____ Information provided
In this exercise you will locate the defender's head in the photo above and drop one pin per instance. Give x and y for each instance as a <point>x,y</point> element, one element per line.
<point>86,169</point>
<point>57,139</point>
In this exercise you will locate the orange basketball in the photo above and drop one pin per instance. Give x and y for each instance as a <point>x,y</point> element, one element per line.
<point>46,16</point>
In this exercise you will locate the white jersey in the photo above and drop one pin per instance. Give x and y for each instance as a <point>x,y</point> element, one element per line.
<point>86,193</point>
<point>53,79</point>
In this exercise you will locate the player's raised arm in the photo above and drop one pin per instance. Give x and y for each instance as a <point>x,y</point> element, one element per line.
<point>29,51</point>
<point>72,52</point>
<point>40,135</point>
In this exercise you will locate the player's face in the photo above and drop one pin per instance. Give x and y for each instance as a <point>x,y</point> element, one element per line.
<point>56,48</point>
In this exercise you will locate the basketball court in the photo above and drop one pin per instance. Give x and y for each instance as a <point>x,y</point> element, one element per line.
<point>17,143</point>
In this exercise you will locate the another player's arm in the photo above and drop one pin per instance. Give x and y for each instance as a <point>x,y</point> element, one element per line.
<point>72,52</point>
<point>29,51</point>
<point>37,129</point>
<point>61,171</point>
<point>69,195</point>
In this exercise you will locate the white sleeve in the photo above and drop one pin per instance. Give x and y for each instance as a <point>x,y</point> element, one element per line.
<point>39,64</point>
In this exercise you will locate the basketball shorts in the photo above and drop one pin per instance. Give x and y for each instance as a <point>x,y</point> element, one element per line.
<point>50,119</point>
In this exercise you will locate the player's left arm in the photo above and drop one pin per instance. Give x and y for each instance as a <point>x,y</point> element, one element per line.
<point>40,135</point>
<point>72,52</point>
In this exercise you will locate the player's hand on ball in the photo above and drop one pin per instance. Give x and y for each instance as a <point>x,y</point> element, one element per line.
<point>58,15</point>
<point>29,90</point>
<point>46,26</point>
________
Job: Extract, verbatim, the lines from the one containing "In this exercise you will locate the basketball shorts" through the last line of the listing above.

Task response:
In this exercise you will locate the basketball shorts in the photo above and drop one pin per instance. Give x and y for each instance as a <point>x,y</point> element, one element per line.
<point>50,119</point>
In this exercise you will locate the player's left arm in the photo above and drop one pin per instance. Give x and y for each instance as a <point>x,y</point> element, one element per line.
<point>40,135</point>
<point>72,52</point>
In this exercise you will locate the player's hand on ball in the photo above and drop one pin per instance. Give x and y for each instance as a <point>x,y</point> element, one element per line.
<point>58,15</point>
<point>29,90</point>
<point>46,26</point>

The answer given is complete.